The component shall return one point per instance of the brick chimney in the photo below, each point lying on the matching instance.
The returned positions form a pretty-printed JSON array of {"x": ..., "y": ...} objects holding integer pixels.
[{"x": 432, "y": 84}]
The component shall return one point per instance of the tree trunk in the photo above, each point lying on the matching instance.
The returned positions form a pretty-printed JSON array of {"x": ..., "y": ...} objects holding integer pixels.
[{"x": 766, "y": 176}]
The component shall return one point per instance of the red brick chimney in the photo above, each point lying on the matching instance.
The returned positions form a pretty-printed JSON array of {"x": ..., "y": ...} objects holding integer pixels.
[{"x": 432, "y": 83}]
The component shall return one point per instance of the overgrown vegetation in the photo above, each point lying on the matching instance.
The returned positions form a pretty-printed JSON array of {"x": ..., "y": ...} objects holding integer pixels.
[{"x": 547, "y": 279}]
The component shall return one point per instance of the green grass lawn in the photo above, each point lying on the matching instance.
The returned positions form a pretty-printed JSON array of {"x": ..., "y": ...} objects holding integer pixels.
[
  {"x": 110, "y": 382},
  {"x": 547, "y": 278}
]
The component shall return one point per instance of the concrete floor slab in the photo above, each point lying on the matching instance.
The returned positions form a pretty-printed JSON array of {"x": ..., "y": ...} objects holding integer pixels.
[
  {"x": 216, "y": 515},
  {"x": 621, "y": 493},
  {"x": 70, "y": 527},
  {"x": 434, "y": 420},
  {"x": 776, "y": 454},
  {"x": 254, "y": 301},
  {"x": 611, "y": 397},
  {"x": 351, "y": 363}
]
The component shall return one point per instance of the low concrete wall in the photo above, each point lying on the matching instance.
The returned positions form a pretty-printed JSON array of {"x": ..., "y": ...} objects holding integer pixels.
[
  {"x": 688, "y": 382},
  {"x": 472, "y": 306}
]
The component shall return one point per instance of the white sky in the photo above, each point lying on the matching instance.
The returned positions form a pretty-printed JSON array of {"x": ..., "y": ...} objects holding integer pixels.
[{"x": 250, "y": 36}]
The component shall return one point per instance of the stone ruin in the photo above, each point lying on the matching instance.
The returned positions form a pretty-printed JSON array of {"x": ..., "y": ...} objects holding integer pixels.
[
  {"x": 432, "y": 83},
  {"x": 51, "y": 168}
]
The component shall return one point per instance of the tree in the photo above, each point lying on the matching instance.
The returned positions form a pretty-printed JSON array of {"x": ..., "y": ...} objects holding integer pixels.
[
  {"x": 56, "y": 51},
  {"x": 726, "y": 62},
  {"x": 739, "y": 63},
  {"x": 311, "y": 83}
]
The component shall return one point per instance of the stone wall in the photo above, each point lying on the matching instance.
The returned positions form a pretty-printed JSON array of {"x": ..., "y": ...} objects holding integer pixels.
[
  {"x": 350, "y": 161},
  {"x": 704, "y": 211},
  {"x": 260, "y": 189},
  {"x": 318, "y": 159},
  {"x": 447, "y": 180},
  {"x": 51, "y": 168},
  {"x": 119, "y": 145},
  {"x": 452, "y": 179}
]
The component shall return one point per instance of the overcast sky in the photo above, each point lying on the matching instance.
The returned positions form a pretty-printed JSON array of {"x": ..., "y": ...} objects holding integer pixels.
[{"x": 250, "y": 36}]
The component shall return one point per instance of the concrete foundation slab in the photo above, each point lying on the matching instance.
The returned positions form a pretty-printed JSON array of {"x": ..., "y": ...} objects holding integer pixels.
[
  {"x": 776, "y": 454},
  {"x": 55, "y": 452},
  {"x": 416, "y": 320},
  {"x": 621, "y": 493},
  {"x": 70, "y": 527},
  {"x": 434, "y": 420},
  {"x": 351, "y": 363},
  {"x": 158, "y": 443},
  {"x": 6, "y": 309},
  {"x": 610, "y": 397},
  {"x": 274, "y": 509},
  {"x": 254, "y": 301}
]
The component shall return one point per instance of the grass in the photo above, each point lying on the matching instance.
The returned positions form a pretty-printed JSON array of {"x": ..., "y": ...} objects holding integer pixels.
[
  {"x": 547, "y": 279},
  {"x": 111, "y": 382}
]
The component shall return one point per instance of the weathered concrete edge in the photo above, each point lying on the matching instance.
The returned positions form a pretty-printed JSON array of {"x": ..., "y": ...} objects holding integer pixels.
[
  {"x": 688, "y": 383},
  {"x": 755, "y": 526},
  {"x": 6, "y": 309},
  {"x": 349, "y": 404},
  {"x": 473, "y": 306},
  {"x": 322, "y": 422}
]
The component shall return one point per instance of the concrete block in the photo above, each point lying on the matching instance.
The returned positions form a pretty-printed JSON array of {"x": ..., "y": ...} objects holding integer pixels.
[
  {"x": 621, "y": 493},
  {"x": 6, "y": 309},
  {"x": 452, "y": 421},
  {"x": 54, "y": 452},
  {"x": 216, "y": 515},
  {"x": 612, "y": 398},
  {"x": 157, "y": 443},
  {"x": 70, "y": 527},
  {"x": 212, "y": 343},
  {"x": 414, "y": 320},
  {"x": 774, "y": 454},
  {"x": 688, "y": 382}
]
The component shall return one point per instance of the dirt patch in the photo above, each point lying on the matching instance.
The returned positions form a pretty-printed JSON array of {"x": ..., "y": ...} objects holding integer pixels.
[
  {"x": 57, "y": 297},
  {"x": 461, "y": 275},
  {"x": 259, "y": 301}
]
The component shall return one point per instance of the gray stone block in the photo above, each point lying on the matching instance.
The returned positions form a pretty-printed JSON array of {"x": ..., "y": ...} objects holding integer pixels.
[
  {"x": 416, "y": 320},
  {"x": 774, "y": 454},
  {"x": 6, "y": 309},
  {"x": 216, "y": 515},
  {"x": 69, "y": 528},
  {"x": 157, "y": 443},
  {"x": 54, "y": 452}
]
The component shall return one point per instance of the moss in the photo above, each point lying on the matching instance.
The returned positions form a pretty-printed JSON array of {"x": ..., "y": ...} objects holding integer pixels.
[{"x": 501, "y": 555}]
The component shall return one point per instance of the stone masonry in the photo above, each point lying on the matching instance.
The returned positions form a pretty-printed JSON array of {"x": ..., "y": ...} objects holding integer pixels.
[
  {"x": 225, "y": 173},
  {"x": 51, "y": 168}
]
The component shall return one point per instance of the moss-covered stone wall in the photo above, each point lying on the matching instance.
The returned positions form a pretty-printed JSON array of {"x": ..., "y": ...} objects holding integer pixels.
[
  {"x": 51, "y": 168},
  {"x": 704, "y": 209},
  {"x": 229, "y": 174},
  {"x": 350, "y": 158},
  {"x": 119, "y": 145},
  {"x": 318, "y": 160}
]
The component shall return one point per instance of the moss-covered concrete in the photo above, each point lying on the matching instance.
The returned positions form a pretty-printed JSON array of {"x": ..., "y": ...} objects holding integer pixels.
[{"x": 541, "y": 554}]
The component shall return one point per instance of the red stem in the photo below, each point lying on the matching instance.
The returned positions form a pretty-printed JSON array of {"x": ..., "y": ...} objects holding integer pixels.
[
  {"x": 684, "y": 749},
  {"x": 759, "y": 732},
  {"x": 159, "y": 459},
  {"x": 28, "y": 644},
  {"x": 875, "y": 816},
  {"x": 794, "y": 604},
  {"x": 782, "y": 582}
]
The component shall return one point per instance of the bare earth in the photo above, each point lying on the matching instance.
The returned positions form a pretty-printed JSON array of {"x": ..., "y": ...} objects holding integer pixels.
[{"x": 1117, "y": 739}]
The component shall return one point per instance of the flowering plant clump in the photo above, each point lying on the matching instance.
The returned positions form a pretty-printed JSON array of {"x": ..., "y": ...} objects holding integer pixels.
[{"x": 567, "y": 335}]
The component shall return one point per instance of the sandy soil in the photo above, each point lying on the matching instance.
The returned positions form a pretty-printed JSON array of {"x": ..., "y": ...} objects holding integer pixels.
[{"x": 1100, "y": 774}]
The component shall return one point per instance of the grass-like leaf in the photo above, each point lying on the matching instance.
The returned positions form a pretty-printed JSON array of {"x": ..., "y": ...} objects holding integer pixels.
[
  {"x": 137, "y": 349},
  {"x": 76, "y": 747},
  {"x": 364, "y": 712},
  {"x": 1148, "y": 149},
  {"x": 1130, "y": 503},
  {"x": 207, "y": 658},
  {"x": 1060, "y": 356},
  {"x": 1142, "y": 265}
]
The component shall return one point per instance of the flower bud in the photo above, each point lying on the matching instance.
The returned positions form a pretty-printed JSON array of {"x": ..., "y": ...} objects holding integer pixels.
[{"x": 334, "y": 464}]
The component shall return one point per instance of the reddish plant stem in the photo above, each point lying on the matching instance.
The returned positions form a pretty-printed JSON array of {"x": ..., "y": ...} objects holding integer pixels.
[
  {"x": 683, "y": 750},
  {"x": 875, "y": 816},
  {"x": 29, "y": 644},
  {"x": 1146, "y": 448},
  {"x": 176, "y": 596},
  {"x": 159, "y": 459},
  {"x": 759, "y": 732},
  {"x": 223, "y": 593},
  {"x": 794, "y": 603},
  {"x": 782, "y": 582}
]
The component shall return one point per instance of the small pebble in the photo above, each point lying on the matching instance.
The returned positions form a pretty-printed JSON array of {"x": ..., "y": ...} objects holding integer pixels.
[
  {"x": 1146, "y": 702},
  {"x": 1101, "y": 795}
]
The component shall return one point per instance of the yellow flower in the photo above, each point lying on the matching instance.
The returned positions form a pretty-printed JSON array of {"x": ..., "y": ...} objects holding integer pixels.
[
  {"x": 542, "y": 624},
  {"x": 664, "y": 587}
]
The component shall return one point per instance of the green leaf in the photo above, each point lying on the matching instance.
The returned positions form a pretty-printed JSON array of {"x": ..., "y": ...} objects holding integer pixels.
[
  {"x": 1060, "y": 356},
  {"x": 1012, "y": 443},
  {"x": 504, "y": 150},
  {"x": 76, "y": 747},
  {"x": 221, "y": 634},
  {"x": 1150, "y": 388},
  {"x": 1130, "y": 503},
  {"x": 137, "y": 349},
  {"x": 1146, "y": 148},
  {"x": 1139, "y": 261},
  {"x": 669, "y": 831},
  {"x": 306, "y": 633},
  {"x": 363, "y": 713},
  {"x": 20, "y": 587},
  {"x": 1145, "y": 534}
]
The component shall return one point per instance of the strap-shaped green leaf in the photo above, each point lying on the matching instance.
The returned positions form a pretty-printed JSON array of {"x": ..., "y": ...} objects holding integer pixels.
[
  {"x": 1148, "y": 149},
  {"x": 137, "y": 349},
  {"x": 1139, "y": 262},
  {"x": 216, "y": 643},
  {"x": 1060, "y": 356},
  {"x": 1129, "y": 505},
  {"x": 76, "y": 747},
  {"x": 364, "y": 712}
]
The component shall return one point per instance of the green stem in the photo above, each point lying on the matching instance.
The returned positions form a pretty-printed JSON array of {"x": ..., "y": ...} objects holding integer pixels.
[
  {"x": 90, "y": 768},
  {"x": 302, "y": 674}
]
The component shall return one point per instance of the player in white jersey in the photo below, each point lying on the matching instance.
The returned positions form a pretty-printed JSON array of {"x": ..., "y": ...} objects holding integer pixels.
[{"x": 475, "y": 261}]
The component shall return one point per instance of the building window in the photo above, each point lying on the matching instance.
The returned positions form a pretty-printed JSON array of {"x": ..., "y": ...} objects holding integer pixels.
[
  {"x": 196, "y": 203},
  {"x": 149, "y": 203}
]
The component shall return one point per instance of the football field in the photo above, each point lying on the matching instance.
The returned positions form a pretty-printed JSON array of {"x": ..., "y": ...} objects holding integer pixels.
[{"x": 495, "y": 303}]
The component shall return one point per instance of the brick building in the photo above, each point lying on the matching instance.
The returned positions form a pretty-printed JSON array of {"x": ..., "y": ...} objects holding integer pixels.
◆ ◆ ◆ ◆ ◆ ◆ ◆
● What the task requires:
Go to the line with "The component shall return one point per instance of the gray" in the entries above and repeat every line from there through the line with "the moss-covered stone", exactly and with no other text.

● Expected answer:
The component shall return one point per instance of the gray stone block in the photo above, each point lying on the matching instance.
The returned positions form a pretty-printed JSON array of {"x": ..., "y": ...} objects holding integer pixels.
[
  {"x": 416, "y": 320},
  {"x": 774, "y": 454},
  {"x": 6, "y": 309},
  {"x": 216, "y": 515},
  {"x": 69, "y": 528},
  {"x": 157, "y": 443},
  {"x": 54, "y": 452}
]
The component shall return one point per instance of the moss in the photo above, each point lying on the matching instance.
The returned positions form a pretty-printed JSON array of {"x": ..., "y": ...} objects holding integer pixels.
[{"x": 501, "y": 555}]
The component shall return one point per instance of the stone masonry in the photo above, each point lying on the matching instance.
The returned positions form a pretty-printed JSON array of {"x": ..., "y": ...} objects holding integer pixels.
[
  {"x": 225, "y": 173},
  {"x": 51, "y": 168}
]
The component shall return one point per instance of the moss-covered stone wall in the photo above, each point lying on the matching instance.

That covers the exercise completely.